■ **Selected excerpt**
-- Opening Marker --
The Denver Post

In a year, 1.27M needed hospital care for opioids

Sharpest increase in treatment was among people ages 25 to 44

- By The Washington Post

The coast-to-coast opioid epidemic is swamping hospitals, with government data published Tuesday showing 1.27 million emergency room visits or inpatient stays for opioid-related issues in a single year.

The 2014 numbers, the latest available for every state and the District of Columbia, reflect a 64 percent increase for inpatient care and a 99 percent jump for emergency room treatment, compared with figures from 2005. Their trajectory will keep climbing if the epidemic continues unabated.

The report, released by the Agency for Healthcare Research and Quality, puts Maryland at the top of the national list for inpatient care. The state, struggling with overdoses from heroin and prescripti­on opioids, has seen the spread of the synthetic opioid fentanyl, which can be mixed with heroin or cocaine and is extraordin­arily powerful. Gov. Larry Hogan this year declared a state of emergency in response to the crisis.
-- Closing Marker --
■ **Activity list**
**A)** Answer these questions using the opioid article:
(i) How many emergency room visits or inpatient stays for opioid-related issues did the government data show in a single year?
(ii) What agency released the report?
(iii) By what percent did emergency room treatment rise compared with figures from 2005?
**B)** Copy the opioid article from "The Denver Post" to "a single year.", changing "hospitals" to "clinics".
**C)** List every drug or class of drug that the opioid article names.

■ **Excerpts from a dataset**
-- Opening Marker --
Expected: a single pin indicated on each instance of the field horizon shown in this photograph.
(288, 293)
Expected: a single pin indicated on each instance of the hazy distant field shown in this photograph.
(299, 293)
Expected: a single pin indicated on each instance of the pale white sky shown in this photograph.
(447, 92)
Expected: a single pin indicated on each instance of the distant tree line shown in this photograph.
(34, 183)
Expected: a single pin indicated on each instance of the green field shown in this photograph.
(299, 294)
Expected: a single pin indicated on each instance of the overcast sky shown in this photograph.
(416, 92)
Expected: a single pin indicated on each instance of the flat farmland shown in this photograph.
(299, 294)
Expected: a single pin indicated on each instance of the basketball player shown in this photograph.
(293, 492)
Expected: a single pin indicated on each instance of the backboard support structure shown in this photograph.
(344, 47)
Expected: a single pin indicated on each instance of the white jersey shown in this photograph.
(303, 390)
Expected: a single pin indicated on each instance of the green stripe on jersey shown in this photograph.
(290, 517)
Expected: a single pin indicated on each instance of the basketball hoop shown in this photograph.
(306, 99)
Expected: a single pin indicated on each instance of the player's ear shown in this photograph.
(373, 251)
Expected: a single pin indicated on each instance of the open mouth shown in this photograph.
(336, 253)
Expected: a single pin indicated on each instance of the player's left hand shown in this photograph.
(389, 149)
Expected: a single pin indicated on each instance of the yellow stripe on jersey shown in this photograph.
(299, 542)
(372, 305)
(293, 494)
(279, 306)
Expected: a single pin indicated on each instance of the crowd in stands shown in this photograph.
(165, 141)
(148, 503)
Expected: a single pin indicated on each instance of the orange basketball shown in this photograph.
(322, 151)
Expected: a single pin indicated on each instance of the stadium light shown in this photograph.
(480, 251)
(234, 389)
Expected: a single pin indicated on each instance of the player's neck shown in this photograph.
-- Closing Marker --
■ **Responses by item number**
**A)**
(i) 1.27 million
(ii) The Agency for Healthcare Research and Quality
(iii) 99 percent

**B)**
The Denver Post

In a year, 1.27M needed hospital care for opioids

Sharpest increase in treatment was among people ages 25 to 44

- By The Washington Post

The coast-to-coast opioid epidemic is swamping clinics, with government data published Tuesday showing 1.27 million emergency room visits or inpatient stays for opioid-related issues in a single year.

**C)**
- Heroin
- Prescription opioids
- Fentanyl
- Cocaine